SET OF TASKS:
(A) List the three kinds of conditions that, according to the paper machine article, the portable device is being developed to detect at the point of care.
(B) Decide whether each statement agrees with the paper machine article. Answer yes or no for each, and quote the deciding words of the article.
(i) The device detected as few as five cells of E. coli in test samples.
(ii) Results from the device are read using infrared light.
(iii) The researchers' report appears in the ACS journal Analytical Chemistry.
(C) Continue the article about the low-cost paper diagnostic machine from its last sentence.

GIVEN TEXT:
****
Portable 'paper machine' can diagnose disease for less than $2
In the U.S. and other industrialized nations, testing for infectious diseases and cancer often requires expensive equipment and highly trained specialists. In countries where resources are limited, performing the same diagnostics is far more challenging. To address this disparity, scientists are developing a portable, low-cost "paper machine" for point-of-care detection of infectious diseases, genetic conditions and cancer. Their report appears in the ACS journal Analytical Chemistry.
Many modern diagnostic techniques involve analyzing DNA in a patient's blood sample. If pathogenic bacteria, for example, are present, the test will detect the foreign genetic material. Part of the barrier to bringing this kind of technology everywhere is that it often requires multiple steps under precisely controlled temperatures to prepare a sample and analyze it. Scientists are working to simplify these procedures, but most are still not ideal for remote locations. John T. Connelly and colleagues set out to make this critical technology more accessible.
Using materials that cost a less than $2 total, the researchers condensed sample preparation, DNA analysis and detection steps into a hand-held paper machine. It successfully determined whether as few as five cells of E. coli were present in test samples.
The results can be read using ultraviolet light and a smartphone camera. The researchers say they are further refining the machine to make it even simpler to use.
****
(Region pointing data)
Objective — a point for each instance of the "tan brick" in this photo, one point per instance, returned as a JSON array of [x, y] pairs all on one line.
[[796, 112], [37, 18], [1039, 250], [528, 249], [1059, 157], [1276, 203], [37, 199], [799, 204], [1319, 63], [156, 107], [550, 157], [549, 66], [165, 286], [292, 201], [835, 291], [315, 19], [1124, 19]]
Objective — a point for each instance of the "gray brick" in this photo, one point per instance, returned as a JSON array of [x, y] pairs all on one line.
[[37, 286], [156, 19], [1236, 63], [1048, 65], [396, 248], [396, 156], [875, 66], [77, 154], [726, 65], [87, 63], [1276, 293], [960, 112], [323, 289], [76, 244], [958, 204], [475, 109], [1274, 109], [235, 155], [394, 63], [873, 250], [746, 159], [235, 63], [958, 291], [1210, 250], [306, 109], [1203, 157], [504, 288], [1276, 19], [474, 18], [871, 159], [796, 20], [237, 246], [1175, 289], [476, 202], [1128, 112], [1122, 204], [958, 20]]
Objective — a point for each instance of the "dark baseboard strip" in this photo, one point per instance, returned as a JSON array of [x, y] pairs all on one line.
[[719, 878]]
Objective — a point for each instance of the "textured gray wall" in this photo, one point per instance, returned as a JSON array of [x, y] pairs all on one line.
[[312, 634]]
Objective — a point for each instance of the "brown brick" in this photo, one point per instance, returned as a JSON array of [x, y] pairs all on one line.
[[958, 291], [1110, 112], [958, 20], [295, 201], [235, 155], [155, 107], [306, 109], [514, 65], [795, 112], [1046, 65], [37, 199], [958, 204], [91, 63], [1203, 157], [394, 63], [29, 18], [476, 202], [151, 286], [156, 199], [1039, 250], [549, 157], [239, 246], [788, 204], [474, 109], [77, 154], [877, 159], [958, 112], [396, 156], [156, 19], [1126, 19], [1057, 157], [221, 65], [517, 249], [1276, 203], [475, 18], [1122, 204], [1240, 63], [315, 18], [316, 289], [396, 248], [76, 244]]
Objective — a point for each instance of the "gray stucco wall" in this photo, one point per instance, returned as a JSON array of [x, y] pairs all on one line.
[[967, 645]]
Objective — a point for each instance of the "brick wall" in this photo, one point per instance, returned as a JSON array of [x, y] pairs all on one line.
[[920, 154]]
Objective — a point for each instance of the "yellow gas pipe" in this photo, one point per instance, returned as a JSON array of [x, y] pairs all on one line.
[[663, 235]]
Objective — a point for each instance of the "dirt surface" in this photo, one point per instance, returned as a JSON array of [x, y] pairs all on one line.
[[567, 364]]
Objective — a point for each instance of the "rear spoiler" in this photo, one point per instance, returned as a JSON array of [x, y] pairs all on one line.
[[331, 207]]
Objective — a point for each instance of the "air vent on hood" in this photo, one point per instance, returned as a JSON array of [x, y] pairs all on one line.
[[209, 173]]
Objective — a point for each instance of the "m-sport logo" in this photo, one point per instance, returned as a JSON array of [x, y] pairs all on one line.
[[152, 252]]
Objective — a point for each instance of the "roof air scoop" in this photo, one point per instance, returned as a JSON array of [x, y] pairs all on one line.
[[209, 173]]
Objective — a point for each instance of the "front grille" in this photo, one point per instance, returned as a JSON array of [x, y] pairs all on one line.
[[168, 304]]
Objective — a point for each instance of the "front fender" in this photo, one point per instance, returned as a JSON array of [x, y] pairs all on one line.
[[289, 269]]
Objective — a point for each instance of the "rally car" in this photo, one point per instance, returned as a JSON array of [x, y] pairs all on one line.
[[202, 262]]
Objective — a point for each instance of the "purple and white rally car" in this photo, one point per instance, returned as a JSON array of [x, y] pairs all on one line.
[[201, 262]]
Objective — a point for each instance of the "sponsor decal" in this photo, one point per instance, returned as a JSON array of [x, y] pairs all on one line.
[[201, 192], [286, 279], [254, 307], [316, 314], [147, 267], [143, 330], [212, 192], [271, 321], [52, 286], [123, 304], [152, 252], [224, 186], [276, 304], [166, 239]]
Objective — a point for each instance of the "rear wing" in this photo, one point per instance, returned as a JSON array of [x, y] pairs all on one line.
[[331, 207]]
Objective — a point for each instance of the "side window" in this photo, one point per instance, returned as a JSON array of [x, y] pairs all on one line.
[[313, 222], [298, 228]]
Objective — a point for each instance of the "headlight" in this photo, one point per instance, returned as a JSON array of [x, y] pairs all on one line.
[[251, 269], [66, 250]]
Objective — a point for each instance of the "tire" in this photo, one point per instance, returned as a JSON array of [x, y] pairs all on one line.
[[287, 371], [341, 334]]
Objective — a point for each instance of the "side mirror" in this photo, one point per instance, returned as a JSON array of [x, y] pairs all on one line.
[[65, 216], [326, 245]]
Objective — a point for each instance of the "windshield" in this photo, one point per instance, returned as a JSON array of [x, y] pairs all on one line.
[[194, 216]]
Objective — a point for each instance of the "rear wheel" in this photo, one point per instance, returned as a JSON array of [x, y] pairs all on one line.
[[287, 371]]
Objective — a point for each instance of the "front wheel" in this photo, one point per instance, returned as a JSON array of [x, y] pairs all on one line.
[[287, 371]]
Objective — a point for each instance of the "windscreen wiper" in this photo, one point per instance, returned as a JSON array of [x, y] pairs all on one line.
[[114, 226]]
****
RESPONSES BY ITEM NUMBER:
(A)
1. Infectious diseases
2. Genetic conditions
3. Cancer

(B)
(i) Yes: "It successfully determined whether as few as five cells of E. coli were present in test samples."
(ii) No: "The results can be read using ultraviolet light and a smartphone camera."
(iii) Yes: "Their report appears in the ACS journal Analytical Chemistry."

(C)
Clinical tests based on primer-initiated amplification of specific nucleic acid sequences achieve high levels of sensitivity and specificity. Despite these desirable characteristics, these tests have not reached their full potential because their complexity and expense limit their usefulness to centralized laboratories. This paper describes a device that integrates sample preparation and loop-mediated isothermal amplification (LAMP) with end point detection using a hand-held UV source and camera phone. The prototype device integrates paper microfluidics (to enable fluid handling) and a multilayer structure, or a "paper machine", that allows a central patterned paper strip to slide in and out of fluidic path and thus allows introduction of sample, wash buffers, amplification master mix, and detection reagents with minimal pipetting, in a hand-held, disposable device intended for point-of-care use in resource-limited environments. This device creates a dynamic seal that prevents evaporation during incubation at 65 °C for 1 h. This interval is sufficient to allow a LAMP reaction for the Escherichia coli malB gene to proceed with an analytical sensitivity of 1 double-stranded DNA target copy. Starting with human plasma spiked with whole, live E. coli cells, this paper demonstrates full integration of sample preparation with LAMP amplification and end point detection with a limit of detection of 5 cells. Further, it shows that the method used to prepare sample enables concentration of DNA from sample volumes commonly available from fingerstick blood draw.